Jalan kaki sekita dua puluh menitan dari tempat berkebun itu, akhirnya . . . meja dan kursi batu mulai terlihat di puncak sana. Ooohhh, itulah Bukit Moko. Kita segera mempercepat langkah untuk bisa sampai ke sana. Ayoooooo . . .
Dan . . . panorama itupun menjadi santapan kami di siang itu. Hhhmmm, waktu itu kita gak bawa duit banyak. Jadi yang kita pesan hanyalah minuman untuk menemani kami menikmati alam parahiyangan yang permai dari puncak Moko. Sebenarnya sih bisa mesan sepiring nasi atau pisang goreng keju bersama minuman dingin atau hangat. Tapi dengan catatan . . . kita pulang dari Puncak Moko ini menuju ke kampus . . . dengan JALAN KAKI. Wkwkwkwwk . . .
Kita pun mempertimbangkan, kita baru aja nanjak. Nanjaknya jalan kaki, bukan naek motor. Awalnya aja yang naik motor. Naik motornya juga pas di medan-medan yang gak terlalu sulit. Nah, giliran medannya sulit . . . kita malah jalan kaki. Otomatis tenaga lumayan banyak yang terkuras. Akhirnya kami putuskan untuk minum saja. Kocek gak memadai, kalau makan . . . hhhhmmmmm, dana yang dibutuhkan cukup besar. kalau makan saja, kita tetap butuh minum. Maka dari itu, kita pilih salah satu. Makan atau minum??

* [PETUNJUK LATIHAN]: Menurut kutipan tentang Bukit Moko, apa yang dipesan penulis dan rombongannya di puncak?

* [CUPLIKAN DATA]:
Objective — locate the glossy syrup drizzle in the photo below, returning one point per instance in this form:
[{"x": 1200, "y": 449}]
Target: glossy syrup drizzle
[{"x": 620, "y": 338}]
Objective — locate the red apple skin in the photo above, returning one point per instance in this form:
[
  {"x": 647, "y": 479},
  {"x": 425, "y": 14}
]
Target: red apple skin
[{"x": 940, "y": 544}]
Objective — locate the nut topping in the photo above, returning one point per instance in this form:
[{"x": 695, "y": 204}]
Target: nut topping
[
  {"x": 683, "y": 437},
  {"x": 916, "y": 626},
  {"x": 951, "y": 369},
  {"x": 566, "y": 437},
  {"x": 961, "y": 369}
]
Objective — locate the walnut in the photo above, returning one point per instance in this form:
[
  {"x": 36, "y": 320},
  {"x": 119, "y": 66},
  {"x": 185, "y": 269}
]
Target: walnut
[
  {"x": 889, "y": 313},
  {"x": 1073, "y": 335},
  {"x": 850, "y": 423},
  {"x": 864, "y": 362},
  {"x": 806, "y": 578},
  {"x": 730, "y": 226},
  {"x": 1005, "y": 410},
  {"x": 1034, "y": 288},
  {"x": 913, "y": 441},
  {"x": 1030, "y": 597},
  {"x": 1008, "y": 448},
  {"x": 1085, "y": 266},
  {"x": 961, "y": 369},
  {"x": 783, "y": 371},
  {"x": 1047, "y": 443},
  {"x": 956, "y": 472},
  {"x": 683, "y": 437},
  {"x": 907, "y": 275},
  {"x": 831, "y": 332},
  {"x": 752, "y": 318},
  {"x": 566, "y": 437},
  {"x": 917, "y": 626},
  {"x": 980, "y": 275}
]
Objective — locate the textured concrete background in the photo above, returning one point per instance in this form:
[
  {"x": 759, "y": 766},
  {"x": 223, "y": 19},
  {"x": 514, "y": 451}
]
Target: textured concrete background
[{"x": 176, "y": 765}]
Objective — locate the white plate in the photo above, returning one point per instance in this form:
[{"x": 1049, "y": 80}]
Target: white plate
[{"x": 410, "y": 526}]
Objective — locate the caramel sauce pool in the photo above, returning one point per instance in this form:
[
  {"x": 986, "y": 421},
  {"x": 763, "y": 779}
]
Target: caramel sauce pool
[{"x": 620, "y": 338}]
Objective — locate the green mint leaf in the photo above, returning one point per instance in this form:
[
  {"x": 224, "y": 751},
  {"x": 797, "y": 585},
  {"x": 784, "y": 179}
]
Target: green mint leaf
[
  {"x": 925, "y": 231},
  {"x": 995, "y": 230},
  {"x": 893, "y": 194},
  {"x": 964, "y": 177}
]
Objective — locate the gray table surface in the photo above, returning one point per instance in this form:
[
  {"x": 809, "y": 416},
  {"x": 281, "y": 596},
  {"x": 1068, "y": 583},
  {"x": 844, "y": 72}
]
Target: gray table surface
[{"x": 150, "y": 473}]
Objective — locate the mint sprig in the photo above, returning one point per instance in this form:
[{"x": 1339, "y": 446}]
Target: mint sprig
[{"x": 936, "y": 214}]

* [PENYELESAIAN TUGAS]: Mereka hanya memesan minuman.